**EXERCISE BRIEF**
The required result is an exact copy of every line from the one with "per_instance = true" through the last line below, with the pictures left out.

**EXTRACTED INFORMATION**
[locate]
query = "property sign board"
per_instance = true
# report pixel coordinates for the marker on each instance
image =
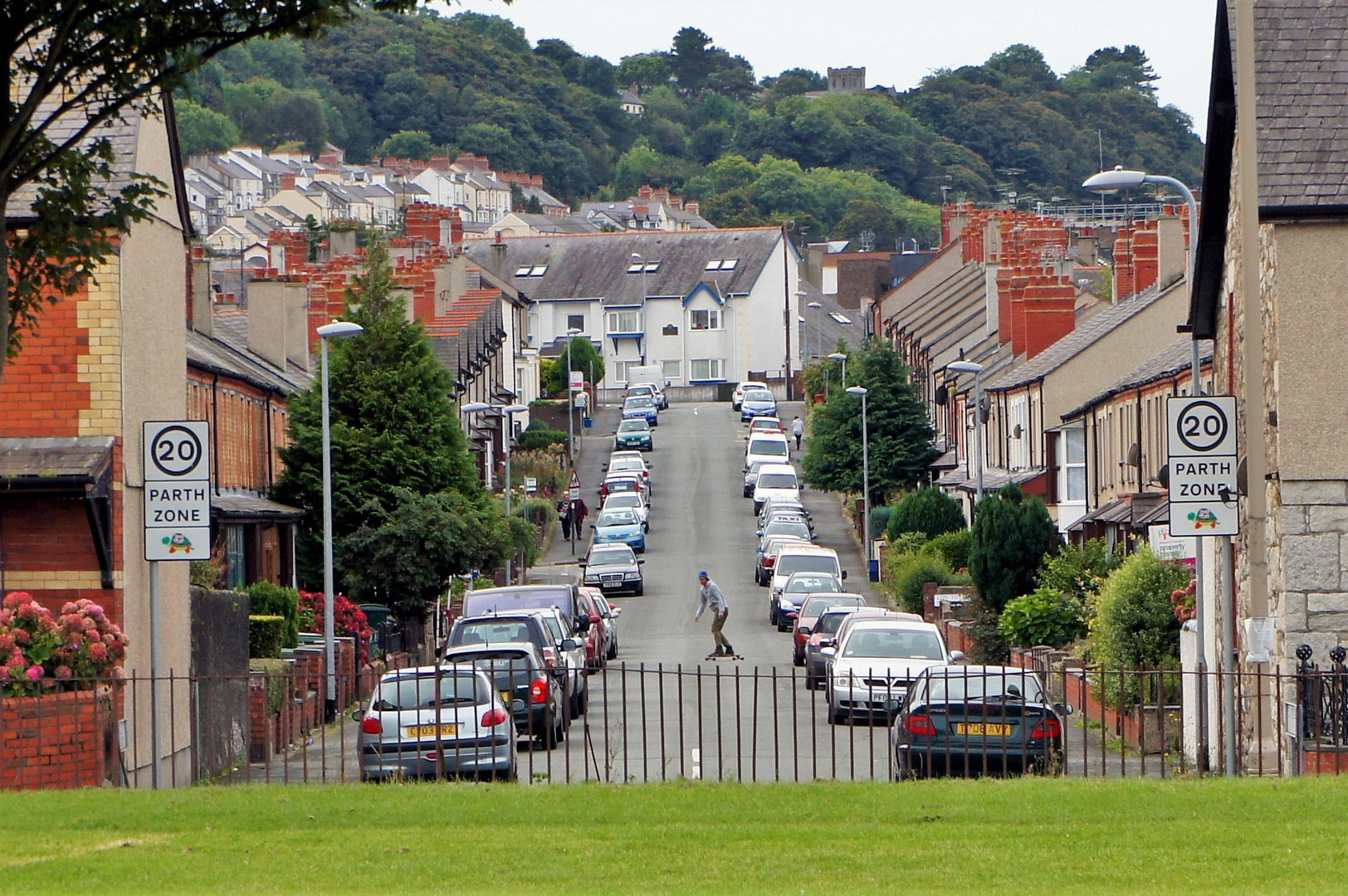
(1201, 446)
(177, 472)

**ANSWER**
per_instance = true
# report pixel coordinates for the marker on each instance
image =
(1201, 446)
(177, 472)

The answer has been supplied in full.